TEXTE EXTRAIT >>

La législation antiterroriste italienne, qui date des années
1970, interdit le port de vêtements couvrant le visage. On
recense une tentative de port de la burka à l’école aux
Pays-Bas. La tenue a été refusée en avançant comme explication
que l’éducation scolaire nécessite une communication parfois non
verbale (par les expressions du visage) impossible à travers une
burqa. Le gouvernement néerlandais a annoncé le 17 novembre 2006
l’adoption prochaine d’une loi prohibant dans les lieux publics
la burka et des autres formes de voile islamique cachant le
visage «compte tenu des problèmes touchant à l’ordre public,
à la sécurité et à la protection des personnes».
Malgré son autorisation actuelle, le débat est très animé sur ce
sujet en Grande-Bretagne, De nombreuses écoles ont choisi
d’interdire le voile intégral à leurs élèves, comme ils en ont
le droit depuis mars 2007. Cependant, le port du hijab n’est pas
soumis à restriction. A l’autre bout du curseur de l’unanimisme
anti-burka, on trouve la Norvège. Pour le ministère norvégien
des Affaires étrangères, la burka fait partie de l’identité de
la Norvège. Ce ministère a mis en ligne (en 2007) un clip
promotionnel pour donner aux spectateurs un aperçu de la
Norvège, un échantillon de ce que le pays a à offrir. On y voit
une photo d’une femme en burka!!

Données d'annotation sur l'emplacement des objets
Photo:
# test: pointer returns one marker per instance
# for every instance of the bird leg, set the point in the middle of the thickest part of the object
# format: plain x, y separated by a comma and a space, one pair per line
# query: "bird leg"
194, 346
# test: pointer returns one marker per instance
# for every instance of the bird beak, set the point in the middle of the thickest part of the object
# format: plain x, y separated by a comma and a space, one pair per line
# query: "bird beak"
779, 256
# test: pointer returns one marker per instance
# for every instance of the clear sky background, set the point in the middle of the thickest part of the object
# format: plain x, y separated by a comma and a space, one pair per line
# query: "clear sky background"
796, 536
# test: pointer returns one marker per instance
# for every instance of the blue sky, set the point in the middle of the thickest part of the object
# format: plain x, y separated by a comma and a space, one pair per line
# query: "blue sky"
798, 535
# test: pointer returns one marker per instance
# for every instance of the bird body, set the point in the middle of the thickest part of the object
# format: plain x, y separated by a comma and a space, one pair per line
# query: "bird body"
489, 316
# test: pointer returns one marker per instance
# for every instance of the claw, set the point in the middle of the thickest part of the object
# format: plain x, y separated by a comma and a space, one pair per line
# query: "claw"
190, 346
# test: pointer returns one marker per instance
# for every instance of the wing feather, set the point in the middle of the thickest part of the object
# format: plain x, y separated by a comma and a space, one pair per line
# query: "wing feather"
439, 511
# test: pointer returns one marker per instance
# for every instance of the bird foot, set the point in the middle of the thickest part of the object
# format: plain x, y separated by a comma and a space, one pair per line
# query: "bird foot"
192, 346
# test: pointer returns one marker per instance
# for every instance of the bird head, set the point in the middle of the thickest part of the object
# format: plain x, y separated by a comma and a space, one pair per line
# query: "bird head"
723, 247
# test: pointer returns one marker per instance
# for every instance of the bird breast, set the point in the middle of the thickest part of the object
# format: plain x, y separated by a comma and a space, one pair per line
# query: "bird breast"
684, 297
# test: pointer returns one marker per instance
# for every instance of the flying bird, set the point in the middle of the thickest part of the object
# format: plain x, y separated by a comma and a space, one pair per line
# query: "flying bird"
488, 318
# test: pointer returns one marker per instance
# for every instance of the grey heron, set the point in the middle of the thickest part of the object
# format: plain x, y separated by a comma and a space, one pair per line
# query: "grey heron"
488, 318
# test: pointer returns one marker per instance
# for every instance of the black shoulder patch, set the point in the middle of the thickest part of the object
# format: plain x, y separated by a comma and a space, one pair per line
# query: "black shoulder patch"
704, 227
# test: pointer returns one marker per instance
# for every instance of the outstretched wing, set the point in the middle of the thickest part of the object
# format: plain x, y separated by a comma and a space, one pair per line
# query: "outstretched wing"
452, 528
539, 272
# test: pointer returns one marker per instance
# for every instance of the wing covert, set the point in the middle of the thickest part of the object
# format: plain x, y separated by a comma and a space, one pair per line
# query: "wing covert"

QUESTIONS ET CONSIGNES >>
A) D'après le texte sur la burka en Europe, pourquoi a-t-on refusé cette tenue à l'école aux Pays-Bas ? Répondez en une à trois phrases.
B) Poursuivez le texte sur la burka en Europe à la suite de sa dernière phrase.

RÉPONSES AUX CONSIGNES >>
A) La tenue a été refusée parce que l'éducation à l'école demande parfois une communication non verbale, qui passe par les expressions du visage. Or cette communication est impossible à travers une burqa.

B)
Le recteur de la Grande Mosquée de Paris, Dalil Boubakeur,
s’étonne de voir ressurgir le débat alors que «le problème
vestimentaire semblait réglé». «Cette résurgence montre
qu’il y a une intolérance à l’égard des femmes vêtues comme ça
mais celles-ci s’habillent de cette façon pour exprimer un libre
choix oppositionnel face à la réprobation, pour exprimer leur
hyper-identité musulmane», a-t-il estimé. Il insiste
néanmoins sur le fait que «la communauté musulmane doit vivre
avec son temps et s’adapter à l’espace public où elle vit».
«Les musulmanes de France n’ont pas à porter la burka.» «L’islam
de France doit être un islam ouvert, libéral, convivial, qui
permette aux gens de vivre les uns avec les autres», a-t-il
déclaré, également sur France Info. «En France, il n’y a pas
de nécessité de s’affubler d’une couverture des pieds à la tête
ou de se cacher derrière une burka grillagée», a encore dit
Dalil Boubakeur, déplorant un comportement «lié à un excès,
une radicalisation». «La burka et le niqab ne sont pas
des vêtements dont l’Islam fait obligation à ses croyantes de
porter...d’autant plus que, les musulmans de France étant
majoritairement issus du Maghreb ou de l’Afrique, ce type
d’accoutrement serait là-bas du plus exotique!»
Si l’autorité musulmane organique en France est d’accord, il
n’est pas étonnant que les recours éventuels sont déboutés.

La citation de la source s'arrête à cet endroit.